▶ Extrait choisi
■ ■ ■ ■

Mai
2005
Bouddhisme
et religion
Le débat rebondit
souvent à savoir si le Bouddhisme est ou non une religion.
Un événement personnel m'entraîne
à reposer la question.
Le problème repose en fait sur la
définition du mot "religion". Dans nos
sociétés européennes, la
définition de Tertullien, auteur chrétien du
second et du troisième siècles de
l'ère courante, qui lui donne comme étymologie le
verbe "religare", qui veut dire relier, a eu tendance à
l'emporter sur celle de Cicéron (1er siècle avant
notre ère) qui lui, donne plutôt "rilegere",
c'est-à-dire relire, ce que confirment les linguistes
modernes. Le non-spécialistes ont ici le droit de m'accuser
de tomber dans les excès de la tétratrichotomie*.
Cela dit, le résultat de cette divergence, c'est que ne sont
considérées comme religion, dans le premier cas,
que les formes de culte à une divinité, unique de
préférence, et donc, Judaïsme,
Christianisme et Islam exclusivement. Par extension, on consentira a y
adjoindre d'autres religions, éventuellement
non-monothéistes, comme le Zoroastrisme ou
l'Hindouïsme, plus d'ailleurs dans un esprit sociologique ou
anthropologique qu'autre chose, surtout lorsqu'il s'agira de religions
païennes du type Vaudou ou Candomblé. Mais en gros,
pour ceux-là, une religion, c'est le culte d'une ou de
plusieurs divinités. Point à la ligne, et le
Bouddhisme n'est pas le culte d'une divinité, sauf dans les
cas de dérive superstitieuse de certains pays de Bouddhisme
traditionnel.
Il me semble qu'on passe ainsi à
côté du problème réel. La
grande préoccupation de l'Homme, celle qui est à
l'origine de tous les cultes, de toutes les religions, ce n'est pas le
culte de divinités quelles qu'elles soient. C'est l'angoisse
de la mort.
Pourquoi pleurons-nous au
décès d'un ou d'une de nos proches ou amis?
Serait-ce, dans le cadre d'une pensée typiquement
chrétienne, par compassion, du fait de savoir que cette
personne est partie pour l'Enfer, pour
l'éternité? Allons, même les
chrétiens n'y croient pas. Ils croient peut-être
à l'enfer, mais pas pour leur
défunt. Serait-ce le vide que cette perte laisse dans notre
tissu social et familial? En partie, mais cela n'explique pas tout. En
fait, nous pleurons parce que, comme le disait John Donne, "ne demande
pas pour qui sonne le glas, il sonne pour toi!"
Les religions sont une tentative de
réponse à l'angoisse de la mort. La plupart usent
simplement de l'artifice d'une ou de plusieurs divinités
pour expliquer un monde incompréhensible, et pour offrir un
soulagement à l'angoisse de disparaître. Le
Bouddhisme ne dit pas, lui que ces divinités n'existent pas.
Au contraire, le principe de leur existence ne l'ennuie pas, car il a
compris d'où elles procèdent. Non, il prend
conscience de ce qui motive fondamentalement cette angoisse, et
travaille à partir de là. Et cette angoisse, elle
vient de notre attachement à l'existence de notre moi,
attachement qui nous entraîne à souhaiter que ce
moi puisse exister inchangé pour toute
l'éternité.

■ ■ ■ ■

▶ Exercice court A
D'après l'extrait sur le bouddhisme et la religion, de quel verbe Cicéron fait-il venir le mot « religion » ?
▶ Exercice court B
Les affirmations suivantes concordent-elles avec l'extrait sur le bouddhisme et la religion ? Répondez par oui ou non, en citant pour chacune les mots décisifs.
(i) Tertullien rattache le mot « religion » au verbe « religare ».
(ii) Le bouddhisme affirme que les divinités n'existent pas.
(iii) L'angoisse de la mort est présentée comme la grande préoccupation à l'origine de toutes les religions.
▶ Exercice court C
Reprenez l'extrait sur le bouddhisme et la religion à la suite de sa dernière phrase.

■ ■ ■ ■

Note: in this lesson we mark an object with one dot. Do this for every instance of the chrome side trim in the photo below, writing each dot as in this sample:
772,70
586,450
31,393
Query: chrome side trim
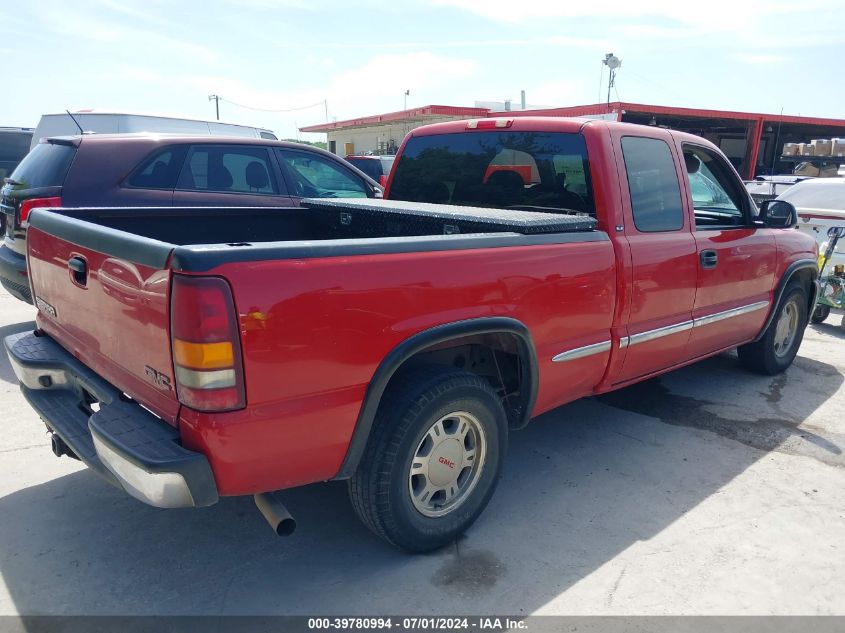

■ ■ ■ ■

▶ Bonne réponse A
Du verbe « rilegere », c'est-à-dire relire.

▶ Bonne réponse B
(i) Oui : « qui lui donne comme étymologie le verbe "religare", qui veut dire relier ».
(ii) Non : « Le Bouddhisme ne dit pas, lui que ces divinités n'existent pas. »
(iii) Oui : « C'est l'angoisse de la mort. »

▶ Bonne réponse C
En ce sens, le langage nous fait défaut,
parce que ce que nous entendons et par religion, et par philosophie, ne
correspond guère à ce que nos ancêtres
lointains entendaient par là. Et si nous regardons en
arrière, dans l'histoire de l'Antiquité, nous
constatons que ces deux termes ne sont guères nettement
séparés. La religion, au sens qu'en donne
Cicéron, sens corroboré par les linguistes
modernes, est affaire de rite. On "relit" les textes canoniques qui
assurent que le rite est respecté. Les gens ordinaires s'en
contentent, ils n'ont guère le temps d'avoir des
préoccupations métaphysiques, et le rite leur
permet d'évacuer une partie du stress quotidien. Les esprits
plus "forts" partent à l'assaut de la philosophie, qui va
plus loin au fond des choses, mais qui est un peu l'apanage des oisifs,
ceux qui ont les moyens de l'être et ceux qui les prennent.
Et on constate alors que nombreuses sont les écoles
philosophiques, que toutes prétendent apporter une solution
au problème de l'angoisse face à la mort, que la
plus connue, la plus couramment acceptée est
l'école du Portique, dite "stoïcienne" (du grec
Stoa, portique, lieu où les fondateurs de l'école
se réunissaient à Athènes), qui est
une éthique qui s'appuie sur une conception logique du monde
physique et de la connaissance, dans laquelle l'idéal est de
vivre en harmonie avec soi-même, avec ses semblables et avec
la nature, et par là, rechercher l'absence de troubles.
Voilà qui ressemble bien à l'enseignement de
notre Gautama!
Il y avait d'autres écoles:
l'école de Pythagore (cher aux écoliers)
enseignait une doctrine secrète basée sur les
nombres et la réincarnation. L'école d'Epicure
enseignait une doctrine proche de celle des stoïciens, mais
basée sur la théorie de l'atome, donc
plutôt athée et matérialiste, insistant
sur le fait de profiter de l'instant présent et par
là, décriée.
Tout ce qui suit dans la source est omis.